→ **Exercise aim**: Can you repeat everything in the records from the line that contains "Target: roof spoiler" down to the line that contains "1), (0, 0), (0, 5)]", word for word and including both of those lines?
-- Records for the exercise start --
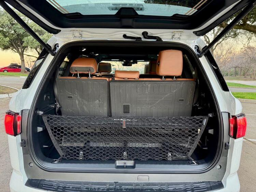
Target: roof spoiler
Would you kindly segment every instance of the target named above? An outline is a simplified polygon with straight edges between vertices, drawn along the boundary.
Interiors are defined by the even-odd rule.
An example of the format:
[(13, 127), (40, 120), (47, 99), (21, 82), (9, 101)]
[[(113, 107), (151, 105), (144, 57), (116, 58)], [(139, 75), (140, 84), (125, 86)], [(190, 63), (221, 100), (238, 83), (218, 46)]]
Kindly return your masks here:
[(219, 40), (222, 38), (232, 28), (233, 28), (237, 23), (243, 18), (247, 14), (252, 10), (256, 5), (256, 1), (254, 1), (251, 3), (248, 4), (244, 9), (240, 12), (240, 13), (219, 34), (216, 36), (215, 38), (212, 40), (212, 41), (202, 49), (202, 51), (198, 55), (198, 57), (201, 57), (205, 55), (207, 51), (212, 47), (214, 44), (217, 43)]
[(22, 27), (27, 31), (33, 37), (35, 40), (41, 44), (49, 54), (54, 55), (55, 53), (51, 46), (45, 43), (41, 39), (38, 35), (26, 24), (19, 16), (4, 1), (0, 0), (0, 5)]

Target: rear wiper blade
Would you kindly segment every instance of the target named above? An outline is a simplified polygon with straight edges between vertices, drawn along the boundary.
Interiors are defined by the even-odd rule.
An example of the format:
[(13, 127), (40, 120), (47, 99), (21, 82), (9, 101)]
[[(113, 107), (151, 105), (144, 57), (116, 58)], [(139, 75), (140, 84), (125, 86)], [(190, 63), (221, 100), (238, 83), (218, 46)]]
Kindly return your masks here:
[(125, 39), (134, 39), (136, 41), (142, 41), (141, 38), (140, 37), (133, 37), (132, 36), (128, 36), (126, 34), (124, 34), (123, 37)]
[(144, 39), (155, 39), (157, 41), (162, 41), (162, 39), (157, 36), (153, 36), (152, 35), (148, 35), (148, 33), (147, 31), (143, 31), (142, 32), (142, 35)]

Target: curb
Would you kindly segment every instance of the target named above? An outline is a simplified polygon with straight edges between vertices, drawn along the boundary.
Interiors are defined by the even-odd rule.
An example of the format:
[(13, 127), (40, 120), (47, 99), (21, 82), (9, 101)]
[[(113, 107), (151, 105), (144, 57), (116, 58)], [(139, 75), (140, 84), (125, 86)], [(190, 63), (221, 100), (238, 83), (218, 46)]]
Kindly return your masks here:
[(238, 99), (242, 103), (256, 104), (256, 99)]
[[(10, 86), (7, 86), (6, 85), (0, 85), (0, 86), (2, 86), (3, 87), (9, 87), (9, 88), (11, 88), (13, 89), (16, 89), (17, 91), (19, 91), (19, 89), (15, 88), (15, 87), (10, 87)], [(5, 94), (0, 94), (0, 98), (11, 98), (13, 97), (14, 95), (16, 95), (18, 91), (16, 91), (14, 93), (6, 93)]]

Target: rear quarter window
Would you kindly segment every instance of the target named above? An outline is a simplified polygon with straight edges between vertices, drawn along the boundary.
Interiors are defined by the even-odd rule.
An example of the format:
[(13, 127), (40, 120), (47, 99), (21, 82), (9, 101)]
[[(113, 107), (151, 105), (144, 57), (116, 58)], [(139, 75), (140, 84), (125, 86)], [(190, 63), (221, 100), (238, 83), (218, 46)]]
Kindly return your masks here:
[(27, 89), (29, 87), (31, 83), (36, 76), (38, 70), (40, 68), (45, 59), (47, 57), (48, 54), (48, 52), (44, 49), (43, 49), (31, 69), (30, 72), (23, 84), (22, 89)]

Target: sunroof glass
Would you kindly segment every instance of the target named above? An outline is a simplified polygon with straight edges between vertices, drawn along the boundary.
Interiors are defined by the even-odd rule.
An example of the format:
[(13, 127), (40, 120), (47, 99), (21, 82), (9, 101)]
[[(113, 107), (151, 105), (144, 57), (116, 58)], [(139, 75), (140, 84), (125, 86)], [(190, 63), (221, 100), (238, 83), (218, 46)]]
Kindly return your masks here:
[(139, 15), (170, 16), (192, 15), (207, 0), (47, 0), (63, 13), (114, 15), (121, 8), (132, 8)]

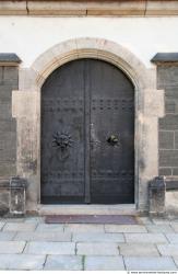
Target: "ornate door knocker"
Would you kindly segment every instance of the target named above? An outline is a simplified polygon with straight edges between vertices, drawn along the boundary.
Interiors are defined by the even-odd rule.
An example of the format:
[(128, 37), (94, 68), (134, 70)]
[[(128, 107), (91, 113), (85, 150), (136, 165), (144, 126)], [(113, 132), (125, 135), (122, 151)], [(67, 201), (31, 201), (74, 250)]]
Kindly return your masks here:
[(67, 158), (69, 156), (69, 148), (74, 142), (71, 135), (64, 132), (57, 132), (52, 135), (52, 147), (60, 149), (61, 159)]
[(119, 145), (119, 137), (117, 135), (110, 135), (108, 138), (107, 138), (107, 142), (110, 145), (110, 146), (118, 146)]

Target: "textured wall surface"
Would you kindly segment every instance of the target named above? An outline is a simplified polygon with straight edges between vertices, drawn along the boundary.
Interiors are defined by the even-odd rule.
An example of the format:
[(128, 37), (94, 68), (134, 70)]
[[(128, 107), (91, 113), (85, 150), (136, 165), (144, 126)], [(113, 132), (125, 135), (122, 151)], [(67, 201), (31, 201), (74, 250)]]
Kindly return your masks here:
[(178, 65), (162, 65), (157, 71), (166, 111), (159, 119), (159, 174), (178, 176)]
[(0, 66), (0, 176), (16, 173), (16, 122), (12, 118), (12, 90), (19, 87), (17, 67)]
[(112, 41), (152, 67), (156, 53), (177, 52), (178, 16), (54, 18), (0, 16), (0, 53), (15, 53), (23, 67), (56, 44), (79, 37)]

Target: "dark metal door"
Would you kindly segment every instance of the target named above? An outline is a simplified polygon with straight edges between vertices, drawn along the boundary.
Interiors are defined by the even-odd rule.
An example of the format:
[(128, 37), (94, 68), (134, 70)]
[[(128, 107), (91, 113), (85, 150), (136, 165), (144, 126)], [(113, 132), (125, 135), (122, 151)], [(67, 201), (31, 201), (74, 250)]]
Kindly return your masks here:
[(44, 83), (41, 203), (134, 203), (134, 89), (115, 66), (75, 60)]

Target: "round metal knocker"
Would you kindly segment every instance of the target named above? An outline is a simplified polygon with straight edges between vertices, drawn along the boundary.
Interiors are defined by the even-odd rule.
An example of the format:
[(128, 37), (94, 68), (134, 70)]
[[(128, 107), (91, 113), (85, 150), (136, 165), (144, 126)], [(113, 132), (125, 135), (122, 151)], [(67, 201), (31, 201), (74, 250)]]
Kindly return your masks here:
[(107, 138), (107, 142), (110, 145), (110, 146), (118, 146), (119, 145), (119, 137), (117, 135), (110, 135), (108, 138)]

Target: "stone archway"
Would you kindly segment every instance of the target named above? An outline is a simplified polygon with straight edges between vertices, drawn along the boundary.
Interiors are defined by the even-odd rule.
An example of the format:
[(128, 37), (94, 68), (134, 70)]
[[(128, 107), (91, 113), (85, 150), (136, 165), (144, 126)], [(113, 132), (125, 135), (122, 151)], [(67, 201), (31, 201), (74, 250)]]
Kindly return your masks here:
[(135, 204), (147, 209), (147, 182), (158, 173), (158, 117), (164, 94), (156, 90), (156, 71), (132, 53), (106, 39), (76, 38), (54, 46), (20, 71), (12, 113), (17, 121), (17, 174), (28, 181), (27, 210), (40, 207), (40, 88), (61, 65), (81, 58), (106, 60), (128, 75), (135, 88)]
-- Records for the exercise end --
-- Records for the exercise start --
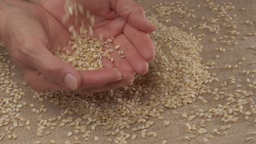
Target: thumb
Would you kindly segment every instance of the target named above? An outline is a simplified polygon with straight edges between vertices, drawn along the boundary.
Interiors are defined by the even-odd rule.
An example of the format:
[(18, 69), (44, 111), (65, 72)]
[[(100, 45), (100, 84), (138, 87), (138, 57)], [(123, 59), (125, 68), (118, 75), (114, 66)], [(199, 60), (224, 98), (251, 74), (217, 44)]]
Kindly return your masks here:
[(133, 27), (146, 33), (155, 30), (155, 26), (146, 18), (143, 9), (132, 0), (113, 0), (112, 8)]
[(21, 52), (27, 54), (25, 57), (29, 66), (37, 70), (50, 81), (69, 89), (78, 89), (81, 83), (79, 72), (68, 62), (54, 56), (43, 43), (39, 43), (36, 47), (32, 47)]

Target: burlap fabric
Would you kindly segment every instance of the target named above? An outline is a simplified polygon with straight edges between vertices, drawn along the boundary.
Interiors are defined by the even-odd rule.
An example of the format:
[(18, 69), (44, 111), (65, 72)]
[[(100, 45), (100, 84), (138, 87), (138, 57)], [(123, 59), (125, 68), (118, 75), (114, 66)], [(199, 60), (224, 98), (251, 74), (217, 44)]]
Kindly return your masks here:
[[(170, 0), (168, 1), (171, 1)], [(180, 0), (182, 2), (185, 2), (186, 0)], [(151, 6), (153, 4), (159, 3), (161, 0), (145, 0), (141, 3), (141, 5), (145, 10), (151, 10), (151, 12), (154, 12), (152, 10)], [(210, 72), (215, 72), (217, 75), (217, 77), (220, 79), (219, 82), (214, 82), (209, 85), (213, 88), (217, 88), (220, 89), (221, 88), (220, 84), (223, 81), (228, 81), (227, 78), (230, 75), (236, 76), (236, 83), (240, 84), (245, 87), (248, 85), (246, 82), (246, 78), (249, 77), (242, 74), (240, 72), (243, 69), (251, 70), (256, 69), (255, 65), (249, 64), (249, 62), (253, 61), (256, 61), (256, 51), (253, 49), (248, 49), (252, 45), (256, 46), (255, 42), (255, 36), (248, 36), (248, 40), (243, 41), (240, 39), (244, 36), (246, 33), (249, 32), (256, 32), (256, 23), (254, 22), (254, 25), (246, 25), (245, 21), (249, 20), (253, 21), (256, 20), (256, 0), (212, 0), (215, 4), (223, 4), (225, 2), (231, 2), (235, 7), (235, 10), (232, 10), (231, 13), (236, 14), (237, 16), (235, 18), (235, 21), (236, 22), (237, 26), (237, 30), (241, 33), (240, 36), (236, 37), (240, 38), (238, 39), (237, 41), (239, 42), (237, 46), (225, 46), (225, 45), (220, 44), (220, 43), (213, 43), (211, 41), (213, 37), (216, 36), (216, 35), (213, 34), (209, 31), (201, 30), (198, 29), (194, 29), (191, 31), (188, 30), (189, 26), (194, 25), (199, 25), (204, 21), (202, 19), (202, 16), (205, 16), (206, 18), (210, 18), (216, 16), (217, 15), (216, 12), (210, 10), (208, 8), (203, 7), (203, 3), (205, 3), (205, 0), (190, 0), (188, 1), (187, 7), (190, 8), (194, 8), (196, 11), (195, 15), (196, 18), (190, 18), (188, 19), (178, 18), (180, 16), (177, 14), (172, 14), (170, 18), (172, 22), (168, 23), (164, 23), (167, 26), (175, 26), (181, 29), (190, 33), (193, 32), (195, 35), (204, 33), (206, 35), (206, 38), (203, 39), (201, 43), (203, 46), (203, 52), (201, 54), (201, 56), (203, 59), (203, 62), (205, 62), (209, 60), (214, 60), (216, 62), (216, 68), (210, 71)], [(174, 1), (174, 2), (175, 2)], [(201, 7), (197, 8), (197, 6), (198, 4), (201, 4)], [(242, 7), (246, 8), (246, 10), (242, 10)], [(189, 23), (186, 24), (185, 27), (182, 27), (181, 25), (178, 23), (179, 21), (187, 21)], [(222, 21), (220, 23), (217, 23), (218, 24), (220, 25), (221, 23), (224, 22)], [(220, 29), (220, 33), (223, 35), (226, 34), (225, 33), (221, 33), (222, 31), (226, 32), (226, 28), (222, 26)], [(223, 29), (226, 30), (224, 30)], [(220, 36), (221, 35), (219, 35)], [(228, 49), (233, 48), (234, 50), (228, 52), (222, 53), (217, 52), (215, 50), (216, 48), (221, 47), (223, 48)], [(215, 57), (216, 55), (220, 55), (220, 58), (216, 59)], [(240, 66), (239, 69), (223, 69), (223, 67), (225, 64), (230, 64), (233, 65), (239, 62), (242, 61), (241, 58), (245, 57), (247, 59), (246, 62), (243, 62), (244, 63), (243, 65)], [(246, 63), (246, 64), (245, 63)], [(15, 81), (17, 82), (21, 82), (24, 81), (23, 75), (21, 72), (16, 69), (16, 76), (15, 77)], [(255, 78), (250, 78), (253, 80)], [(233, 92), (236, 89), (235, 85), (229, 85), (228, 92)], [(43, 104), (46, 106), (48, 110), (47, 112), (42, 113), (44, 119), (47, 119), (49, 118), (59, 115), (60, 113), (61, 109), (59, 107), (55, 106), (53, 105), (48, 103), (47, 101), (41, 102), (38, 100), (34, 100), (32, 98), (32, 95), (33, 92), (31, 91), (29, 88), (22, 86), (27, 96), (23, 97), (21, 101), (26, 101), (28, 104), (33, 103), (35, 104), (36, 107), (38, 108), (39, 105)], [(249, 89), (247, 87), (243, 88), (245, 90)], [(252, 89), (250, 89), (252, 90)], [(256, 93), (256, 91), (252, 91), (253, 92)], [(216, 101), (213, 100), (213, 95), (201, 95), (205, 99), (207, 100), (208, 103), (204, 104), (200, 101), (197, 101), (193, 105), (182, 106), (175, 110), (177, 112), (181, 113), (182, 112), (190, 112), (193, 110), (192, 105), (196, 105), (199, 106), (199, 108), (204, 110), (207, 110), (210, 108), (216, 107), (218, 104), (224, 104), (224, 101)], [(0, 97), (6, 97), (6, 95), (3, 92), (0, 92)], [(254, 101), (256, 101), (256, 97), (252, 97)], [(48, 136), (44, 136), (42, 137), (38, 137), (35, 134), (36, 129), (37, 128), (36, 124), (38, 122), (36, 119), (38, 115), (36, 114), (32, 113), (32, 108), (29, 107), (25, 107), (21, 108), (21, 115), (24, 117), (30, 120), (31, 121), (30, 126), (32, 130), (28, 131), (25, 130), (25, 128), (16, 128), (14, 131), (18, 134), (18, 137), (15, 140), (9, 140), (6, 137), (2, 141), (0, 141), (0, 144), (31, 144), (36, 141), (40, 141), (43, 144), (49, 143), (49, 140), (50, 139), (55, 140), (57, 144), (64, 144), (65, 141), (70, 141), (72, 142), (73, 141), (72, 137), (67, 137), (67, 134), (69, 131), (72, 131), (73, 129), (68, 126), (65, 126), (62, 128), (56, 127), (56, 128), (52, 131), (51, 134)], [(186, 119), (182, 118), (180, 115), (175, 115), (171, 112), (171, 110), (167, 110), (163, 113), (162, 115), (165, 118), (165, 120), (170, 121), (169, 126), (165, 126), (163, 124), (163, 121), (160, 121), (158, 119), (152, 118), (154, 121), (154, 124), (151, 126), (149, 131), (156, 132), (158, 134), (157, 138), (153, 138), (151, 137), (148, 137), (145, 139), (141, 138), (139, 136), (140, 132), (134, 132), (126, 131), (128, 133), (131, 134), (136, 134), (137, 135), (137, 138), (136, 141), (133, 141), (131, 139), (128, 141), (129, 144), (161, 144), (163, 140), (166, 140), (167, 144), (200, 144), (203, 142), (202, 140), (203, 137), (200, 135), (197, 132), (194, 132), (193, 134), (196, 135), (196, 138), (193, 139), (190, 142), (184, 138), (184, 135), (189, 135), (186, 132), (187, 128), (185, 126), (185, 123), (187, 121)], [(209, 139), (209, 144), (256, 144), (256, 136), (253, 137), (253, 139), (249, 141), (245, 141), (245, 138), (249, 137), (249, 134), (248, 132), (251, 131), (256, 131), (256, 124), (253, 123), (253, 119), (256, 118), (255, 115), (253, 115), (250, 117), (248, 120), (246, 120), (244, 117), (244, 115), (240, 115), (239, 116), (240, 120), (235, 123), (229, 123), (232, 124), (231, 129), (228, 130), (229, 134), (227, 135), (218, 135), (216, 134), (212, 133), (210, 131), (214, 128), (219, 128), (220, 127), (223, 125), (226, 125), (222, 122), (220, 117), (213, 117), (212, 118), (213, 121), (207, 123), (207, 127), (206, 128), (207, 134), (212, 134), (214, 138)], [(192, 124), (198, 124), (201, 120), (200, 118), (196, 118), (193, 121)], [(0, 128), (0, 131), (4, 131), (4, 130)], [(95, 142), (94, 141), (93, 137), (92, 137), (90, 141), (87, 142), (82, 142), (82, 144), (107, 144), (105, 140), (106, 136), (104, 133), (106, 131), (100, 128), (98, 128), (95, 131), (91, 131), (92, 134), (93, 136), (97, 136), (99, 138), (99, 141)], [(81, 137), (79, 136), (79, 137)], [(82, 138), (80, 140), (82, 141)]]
-- Records for the exercise end --
→ **Answer to the problem**:
Target: roof spoiler
Would you kindly segment every instance of the target named above? An outline is a simplified polygon with straight edges between vertices, drawn along the boundary.
Interiors are defined by the even-odd rule.
An example of the format:
[(13, 127), (40, 120), (47, 99), (21, 82), (9, 101)]
[[(113, 107), (151, 105), (144, 57), (116, 58)], [(139, 75), (140, 84), (125, 86)], [(190, 63), (221, 100), (238, 83), (218, 46)]]
Kindly return your masks here:
[(219, 40), (222, 38), (232, 28), (233, 28), (237, 23), (243, 18), (247, 14), (252, 10), (256, 5), (256, 1), (254, 1), (251, 3), (248, 4), (244, 9), (240, 12), (240, 13), (219, 34), (216, 36), (215, 38), (212, 40), (212, 41), (202, 49), (202, 51), (198, 55), (198, 57), (201, 57), (205, 55), (207, 51), (212, 47), (214, 44), (217, 43)]
[(22, 27), (27, 31), (33, 37), (35, 40), (41, 44), (49, 54), (54, 55), (55, 53), (51, 46), (45, 43), (41, 39), (38, 35), (26, 24), (19, 16), (4, 1), (0, 0), (0, 5)]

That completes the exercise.